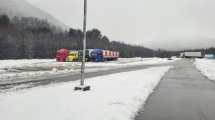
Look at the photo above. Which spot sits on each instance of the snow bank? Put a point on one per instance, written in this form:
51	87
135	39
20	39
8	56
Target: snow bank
113	97
207	67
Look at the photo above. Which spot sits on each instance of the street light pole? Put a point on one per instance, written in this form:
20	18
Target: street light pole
84	44
82	86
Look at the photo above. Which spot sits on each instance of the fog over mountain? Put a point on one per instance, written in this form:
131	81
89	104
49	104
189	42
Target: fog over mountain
166	24
22	8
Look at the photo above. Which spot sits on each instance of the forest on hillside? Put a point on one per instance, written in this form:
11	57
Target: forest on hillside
28	37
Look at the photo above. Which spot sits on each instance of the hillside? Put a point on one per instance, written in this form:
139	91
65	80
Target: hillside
22	8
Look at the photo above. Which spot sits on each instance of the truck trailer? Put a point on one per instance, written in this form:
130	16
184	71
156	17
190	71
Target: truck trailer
191	55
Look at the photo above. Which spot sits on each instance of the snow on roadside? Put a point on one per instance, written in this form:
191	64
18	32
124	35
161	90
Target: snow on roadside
207	67
11	70
113	97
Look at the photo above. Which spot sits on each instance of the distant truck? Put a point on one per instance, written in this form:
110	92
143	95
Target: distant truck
209	56
191	55
93	55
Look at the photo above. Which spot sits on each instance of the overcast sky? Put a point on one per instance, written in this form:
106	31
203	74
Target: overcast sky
167	24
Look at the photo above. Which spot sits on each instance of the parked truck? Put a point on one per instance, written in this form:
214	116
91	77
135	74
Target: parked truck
72	56
94	55
191	55
62	55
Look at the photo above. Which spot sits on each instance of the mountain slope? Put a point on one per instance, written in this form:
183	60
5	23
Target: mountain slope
22	8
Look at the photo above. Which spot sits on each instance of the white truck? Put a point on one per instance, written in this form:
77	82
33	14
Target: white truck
191	55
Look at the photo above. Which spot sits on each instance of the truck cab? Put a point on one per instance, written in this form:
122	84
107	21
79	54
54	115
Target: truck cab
72	57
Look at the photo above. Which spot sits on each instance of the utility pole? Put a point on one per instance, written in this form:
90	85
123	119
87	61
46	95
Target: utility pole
82	85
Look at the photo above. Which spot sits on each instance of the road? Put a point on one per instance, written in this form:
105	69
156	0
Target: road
183	94
24	84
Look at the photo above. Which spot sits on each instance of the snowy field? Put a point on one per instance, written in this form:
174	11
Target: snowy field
11	70
113	97
207	67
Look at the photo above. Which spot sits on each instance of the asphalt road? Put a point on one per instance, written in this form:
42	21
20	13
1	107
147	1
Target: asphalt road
24	84
183	94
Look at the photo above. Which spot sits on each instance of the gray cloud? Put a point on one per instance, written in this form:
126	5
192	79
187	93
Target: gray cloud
166	24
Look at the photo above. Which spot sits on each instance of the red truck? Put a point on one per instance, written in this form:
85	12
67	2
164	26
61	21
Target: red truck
62	55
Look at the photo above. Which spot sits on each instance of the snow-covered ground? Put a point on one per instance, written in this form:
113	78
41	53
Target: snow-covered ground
113	97
19	69
207	67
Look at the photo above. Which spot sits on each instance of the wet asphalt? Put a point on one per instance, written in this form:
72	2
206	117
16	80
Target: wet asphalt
25	84
183	94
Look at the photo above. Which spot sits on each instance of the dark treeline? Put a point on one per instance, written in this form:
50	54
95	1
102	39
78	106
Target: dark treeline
27	37
204	51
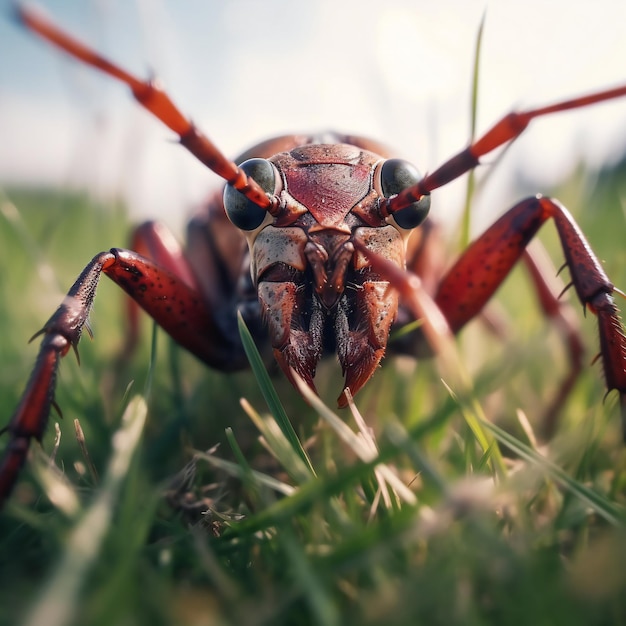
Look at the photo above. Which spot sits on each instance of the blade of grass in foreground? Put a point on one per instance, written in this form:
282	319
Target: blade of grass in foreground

——————————

_What this task involves_
Wherever the word "grass" appears in a line of the data above, copy that line.

_Result for this exercise_
Look at the photo above. Which spot sits on each instance of the blade of grass in foreground? Put a point on one per instance, written in this form:
Target: blade of grass in foreground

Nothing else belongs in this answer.